● **WHAT IS EXPECTED**: Write the next part of the forum thread about finding a lender for a HELOC, picking up after its final post.

● **PASSAGE PROVIDED**:
# Looking to apply for a HELOC



## internalaudit (Jan 27, 2017)

So my wife and I are shopping for a HELOC but we are experiencing some roadblocks because some of the lenders I reached out to do not want to be in second position (doesn't allow second charge lending) behind our mortgage lender Merix Financial. 

I've tried HSBC and RBC so far.

I did reach out to a credit union in Ontario, Tandia, months back and got approval but had to let the deal fall through as my wife wasn't too keen on applying for a HELOC.

We availed of some low interest rate balance transfer options to invest the proceeds in the equities market and they will be coming due. Our bets have kinda paid off but I'm thinking there may be more upside to our holdings so I would rather pay the balances as they come due and of course start paying the HELOC down as our pay come in every week.


I also heard about Manulife One with the $17/month fee but was wondering if any of you know of other lenders (likely not the Big 6 banks) who are willing to do a second charge lending behind Merix Financial. I think most HELOC's are not at prime + 1/2 but I don't mind paying a bit more if I need to.


Also, have all credit unions in Ontario moved to the 65% LTV? I don't anticipate requiring to borrow too too much but of course a lender willing to still do 80% LTV is something I would consider first. 65% LTV should be doable for our needs though but since I'm starting from scratch, any lender offering 80% LTV is fine too.

Many thanks in advance.


----------



## Mortgage u/w (Feb 6, 2014)

Manulife is your best bet. Not many are willing to register a 2nd as a HELOC. Most will simply hold a HELOC as a single collateral charge.

DOF has changed the rules a while back - no HELOC can surpass 65% LTV.

Depending on the amount you need, try blending your current mortgage for the amount you need. You can also wait at maturity and switch to a lender like Scotia who offers a great STEP. You will be limited to 65% so if you need to top up to 80%, the great thing about STEP is you can get a fixed portion for the balance all while keeping 1 charge registered.


----------



## fireseeker (Jul 24, 2017)

Mortgage u/w said:


> You can also wait at maturity and switch to a lender like Scotia who offers a great STEP.


I think BMO has a similar product:
https://www.bmo.com/main/personal/loans-line-of-credit/homeowner-readiline#


----------



## internalaudit (Jan 27, 2017)

Thanks so much both.

Manulife it is likely then. I spoke to Tandia Credit Union almost a year ago and they were willing to extend 80% LTV but the special rate they were offering was around 20 bps above the typical HELOC rate. I guess most CU's may have voluntary complied with OSFI on the 65% LTV.

I'll check with Manulife first since I we will have the HELOC balance paid off in two to three years, at the most.

● **DATA LISTING**:
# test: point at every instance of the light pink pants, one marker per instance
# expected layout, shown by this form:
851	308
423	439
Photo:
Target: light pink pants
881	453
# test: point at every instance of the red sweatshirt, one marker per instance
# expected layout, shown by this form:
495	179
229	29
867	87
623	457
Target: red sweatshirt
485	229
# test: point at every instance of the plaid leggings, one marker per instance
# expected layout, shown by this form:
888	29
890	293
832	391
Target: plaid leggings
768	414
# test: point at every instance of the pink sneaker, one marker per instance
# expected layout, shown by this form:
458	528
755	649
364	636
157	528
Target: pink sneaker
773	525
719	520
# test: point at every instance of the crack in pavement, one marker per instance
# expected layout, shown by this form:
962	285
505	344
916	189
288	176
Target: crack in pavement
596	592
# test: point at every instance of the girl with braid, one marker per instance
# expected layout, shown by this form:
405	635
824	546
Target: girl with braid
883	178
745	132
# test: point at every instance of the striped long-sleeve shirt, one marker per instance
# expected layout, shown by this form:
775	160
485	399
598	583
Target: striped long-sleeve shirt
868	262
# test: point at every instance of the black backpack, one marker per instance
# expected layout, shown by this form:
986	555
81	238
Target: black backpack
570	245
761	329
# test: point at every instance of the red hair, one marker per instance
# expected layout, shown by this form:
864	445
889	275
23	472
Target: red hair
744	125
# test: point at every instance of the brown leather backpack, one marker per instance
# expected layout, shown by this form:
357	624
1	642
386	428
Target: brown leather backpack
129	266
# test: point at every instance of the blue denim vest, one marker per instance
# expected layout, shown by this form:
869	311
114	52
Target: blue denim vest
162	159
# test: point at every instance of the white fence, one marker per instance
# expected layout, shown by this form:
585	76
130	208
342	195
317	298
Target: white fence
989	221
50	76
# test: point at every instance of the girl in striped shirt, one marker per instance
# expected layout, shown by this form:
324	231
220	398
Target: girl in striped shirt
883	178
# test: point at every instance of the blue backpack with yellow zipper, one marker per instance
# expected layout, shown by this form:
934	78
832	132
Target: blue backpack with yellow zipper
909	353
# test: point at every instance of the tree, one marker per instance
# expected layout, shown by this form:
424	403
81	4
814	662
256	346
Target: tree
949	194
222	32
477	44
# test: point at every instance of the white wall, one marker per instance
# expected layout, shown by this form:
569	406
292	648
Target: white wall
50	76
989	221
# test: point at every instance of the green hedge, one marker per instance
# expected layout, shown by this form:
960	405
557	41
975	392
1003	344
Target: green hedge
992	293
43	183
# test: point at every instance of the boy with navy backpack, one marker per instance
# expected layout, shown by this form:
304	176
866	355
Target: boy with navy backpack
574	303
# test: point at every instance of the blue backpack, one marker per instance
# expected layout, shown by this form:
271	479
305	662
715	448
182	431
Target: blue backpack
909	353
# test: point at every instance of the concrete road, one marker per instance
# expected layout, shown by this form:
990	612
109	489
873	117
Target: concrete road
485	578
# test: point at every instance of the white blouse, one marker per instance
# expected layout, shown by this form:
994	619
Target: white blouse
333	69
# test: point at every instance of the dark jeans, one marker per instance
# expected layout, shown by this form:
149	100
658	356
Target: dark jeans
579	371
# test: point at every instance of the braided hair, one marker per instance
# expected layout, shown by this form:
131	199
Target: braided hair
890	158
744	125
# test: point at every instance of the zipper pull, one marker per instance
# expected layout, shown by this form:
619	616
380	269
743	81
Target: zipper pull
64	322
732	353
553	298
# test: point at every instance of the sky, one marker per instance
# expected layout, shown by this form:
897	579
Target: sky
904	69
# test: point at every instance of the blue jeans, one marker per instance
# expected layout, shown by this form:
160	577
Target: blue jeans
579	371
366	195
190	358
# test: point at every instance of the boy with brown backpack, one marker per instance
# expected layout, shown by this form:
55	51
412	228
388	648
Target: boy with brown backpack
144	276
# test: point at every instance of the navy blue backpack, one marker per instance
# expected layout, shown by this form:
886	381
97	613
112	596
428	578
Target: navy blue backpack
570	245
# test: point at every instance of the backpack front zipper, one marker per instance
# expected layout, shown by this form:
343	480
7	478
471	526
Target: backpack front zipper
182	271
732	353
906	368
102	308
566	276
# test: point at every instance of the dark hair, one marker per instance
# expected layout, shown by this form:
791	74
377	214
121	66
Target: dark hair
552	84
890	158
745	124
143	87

● **ANSWER TO THE EXERCISE**:
----------



## MarkLinMTG (May 2, 2018)

When is the renewal for your Merix coming up?

Manulife allows 2nd position HELOCs but with the assumption that upon maturity of your Merix, you would roll everything together into 1st position with Manulife.
You can choose not to renew with Manulife, but if you don't, your HELOC rate in 2nd position goes up by +1.00%.

Depending on how you plan on using the funds, it could also make sense to refinance and amortize the payments.


----------



## internalaudit (Jan 27, 2017)

Thanks for the additional info Mark. I didn't know that's how it worked. No wonder when perusing Manulife One's webpage, it seems a mortgage was included in the package. 

Renewal isn't until October 2020.

Right now, I don't think refinancing makes sense because we are locked in at 2.39% and doing so will just bump our mortgage rate up.


----------



## MarkLinMTG (May 2, 2018)

You're locked into a great rate so I also agree that refinancing doesn't make sense.

Manulife actually offers 2 products — Manulife Bank Select (which is like your traditional mortgage) and the Manulife One like you mentioned.
The Manulife One is your HELOC, mortgage, and every day banking account rolled into one. You can setup automatic deposits for payroll or OAS/CPP, automatic withdrawals for bill payments, make e-transfers, write cheques, and create "sub-accounts".

The sub-account is probably what you're seeing as the mortgage component included in the package. The Manulife One allows you to create multiple sub-accounts to lock in any portion into a fixed rate term. For example, you can create a sub-account for a car purchase, one for home reno project, and another for an investment so you know exactly how much interest to write-off.

I recommend it to my clients that may be planning retirement as it is more flexible than a reverse mortgage or other HELOCs.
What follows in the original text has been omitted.